Akustik vom Feinsten
In der Werkstatt sorgen wiederum jamaikanische Rhythmen für Chillout-Flair und in der Bar dröhnt ein ebenso smoother wie politisch brisanter Propaganda-Rap. Nimmt man die hervorragenden deutschen Sprecher hinzu, die jeder Figur charakterliches Leben einhauchen, bleibt ein höchst delikater Ohrenschmaus zurück.
Fazit
Beyond Good and Evil bezaubert von der ersten bis zur letzten Minute mit einer Eigenschaft, die man in der vorweihnachtlichen Spieleflut kaum noch findet: Seele. Man merkt dem Abenteuer rund um Reporterin Jade an, dass jemand meisterhaft im Hintergrund Regie geführt hat. Rayman-Erfinder Michel Ancel hat mit diesem Titel endgültig bewiesen, dass er zu den ganz Großen der Branche gehört. Das Spiel hat eine unglaublich gute Story, bleibt ständig spannend, steckt voller kreativer Ideen und fesselt bis zum großen Finale. Und selbst wenn man den Mix aus Rätseln, Kämpfen, Schleichen, Wettrennen und Aufrüsten auch woanders findet, werden die Teile nirgends zu einem derart lebendigen Ganzen verschweißt. Das Leveldesign ist stimmig, die Speicherpunkte passen und unnötiger Frust ist Fehlanzeige. Die Welt von Hyllis ist so faszinierend vielfältig, die Odyssee so packend inszeniert, dass man fast darin versinken kann. Nur fast? Die kleine Einschränkung deshalb, weil die Welt doch recht überschaubar ist und man nicht ganz frei losziehen kann. Viele Ladebildschirme verknüpfen die Areale und kleine technische Schwächen wie Kameraprobleme sowie einige fade Texturen erinnern daran, dass das Genre optisch und technisch noch lange nicht ausgereizt ist. Trotzdem: Kein einziges Action-Adventure hat mich im letzten Jahr so fantastisch unterhalten. Und die eben erschienene Xbox-Fassung ist ebenfalls hervorragend gelungen. Daher auch dieses Jahr: Respekt Monsieur Ancel, diesen Award haben sie sich verdient!

◇ ◇ ◇ ◇ ◇

§ ARBEITSAUFTRAG: Fassen Sie den Absatz des Textauszugs, der mit „Beyond Good and Evil bezaubert“ beginnt, als knappe Stichpunktliste zusammen und behalten Sie dabei seine wesentlichen Aussagen bei. Bitte stützen Sie sich ausschließlich auf den Textauszug.

§ BEREITGESTELLTES MATERIAL:
◇ ◇ ◇ ◇ ◇

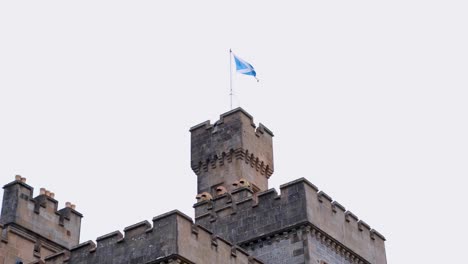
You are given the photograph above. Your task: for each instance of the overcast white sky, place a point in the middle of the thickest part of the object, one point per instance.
(367, 100)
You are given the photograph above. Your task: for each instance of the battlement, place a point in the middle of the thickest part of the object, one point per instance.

◇ ◇ ◇ ◇ ◇

§ ERGEBNIS:
- Beyond Good and Evil bezaubert von Anfang bis Ende durch „Seele“, die in der vorweihnachtlichen Spieleflut kaum noch zu finden ist.
- Man merkt dem Abenteuer um Reporterin Jade die meisterhafte Regie im Hintergrund an. Rayman-Erfinder Michel Ancel hat damit endgültig bewiesen, dass er zu den ganz Großen der Branche gehört.
- Zu den Stärken zählen eine sehr gute Story, ständige Spannung und viele kreative Ideen. Das Spiel fesselt bis zum großen Finale.
- Rätsel, Kämpfe, Schleichen, Wettrennen und Aufrüsten gibt es auch anderswo, doch nirgends verbinden sie sich zu einem so lebendigen Ganzen.
- Das Leveldesign ist stimmig, die Speicherpunkte passen, und unnötigen Frust gibt es nicht.
- Die Welt von Hyllis ist faszinierend vielfältig und die Odyssee packend inszeniert.
- Einschränkungen: Die Welt ist recht überschaubar und lässt sich nicht ganz frei erkunden. Viele Ladebildschirme verbinden die Areale, dazu kommen Kameraprobleme und einige fade Texturen.
- Trotzdem war es im letzten Jahr das unterhaltsamste Action-Adventure, und auch die neue Xbox-Fassung ist hervorragend gelungen.
- Ancel hat den Award verdient.